◆ BRIEF:
In the text below about a hike and the word "feminine," what is the name of the narrator's pig?

◆ TEXT BLOCK:

======

From Jane’s World
Recently, while hiking with fourteen women and four dogs, I noticed that only the dogs and I stopped to pee. Twice for me, every tree for the dogs. Normally, I’d never give peeing outside a second thought, but since I was the only one, I worried that maybe my fellow hikers considered it unladylike.
On the drive home and all that evening, my mind stuck on the word “feminine.”
In the morning, still sleepy and in my PJs, I stepped into my oversized Sorrel boots, slipped on my Carhartt knock-off barn jacket, and shoved my filthy Kinco gloves into my pocket. I mixed a container of warm water, bananas, plain yogurt and olive oil for Louisa, my pig, and headed out the door.
My valley was so thick with fog that my headlamp was useless. I walked with my head down, trying to avoid the slick patches of ice. Cold rain seeped down my neck, making me shiver. I wondered if, when dawn came, we’d have any more light. I also wondered if maybe I’d lost my feminine side from living like this, alone in a rural area with my critters, where I couldn’t care less how I look or act.

======

◆ GIVEN RECORDS:
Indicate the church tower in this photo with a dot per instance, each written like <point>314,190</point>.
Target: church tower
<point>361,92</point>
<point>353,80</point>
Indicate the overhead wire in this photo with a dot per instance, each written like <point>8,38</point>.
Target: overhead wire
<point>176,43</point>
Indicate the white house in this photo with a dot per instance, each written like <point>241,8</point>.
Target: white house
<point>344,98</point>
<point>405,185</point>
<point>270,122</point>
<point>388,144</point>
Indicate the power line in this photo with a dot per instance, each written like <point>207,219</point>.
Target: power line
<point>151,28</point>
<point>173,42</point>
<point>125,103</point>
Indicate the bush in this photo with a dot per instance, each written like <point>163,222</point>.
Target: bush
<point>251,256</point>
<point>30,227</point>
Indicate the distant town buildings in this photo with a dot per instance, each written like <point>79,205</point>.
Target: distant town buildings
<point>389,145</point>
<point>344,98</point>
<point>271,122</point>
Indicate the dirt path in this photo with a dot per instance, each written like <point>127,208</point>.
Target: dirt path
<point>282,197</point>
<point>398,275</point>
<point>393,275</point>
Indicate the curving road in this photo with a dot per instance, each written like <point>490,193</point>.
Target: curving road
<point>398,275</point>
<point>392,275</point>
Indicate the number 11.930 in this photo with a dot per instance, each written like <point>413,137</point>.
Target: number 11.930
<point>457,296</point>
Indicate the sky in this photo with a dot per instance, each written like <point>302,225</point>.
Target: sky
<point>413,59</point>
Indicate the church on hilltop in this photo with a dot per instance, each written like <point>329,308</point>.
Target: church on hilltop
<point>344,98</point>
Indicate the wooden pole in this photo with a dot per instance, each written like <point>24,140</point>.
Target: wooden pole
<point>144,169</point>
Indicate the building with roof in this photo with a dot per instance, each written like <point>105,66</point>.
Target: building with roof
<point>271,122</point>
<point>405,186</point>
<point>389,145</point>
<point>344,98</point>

======

◆ ANSWER BELOW:
Louisa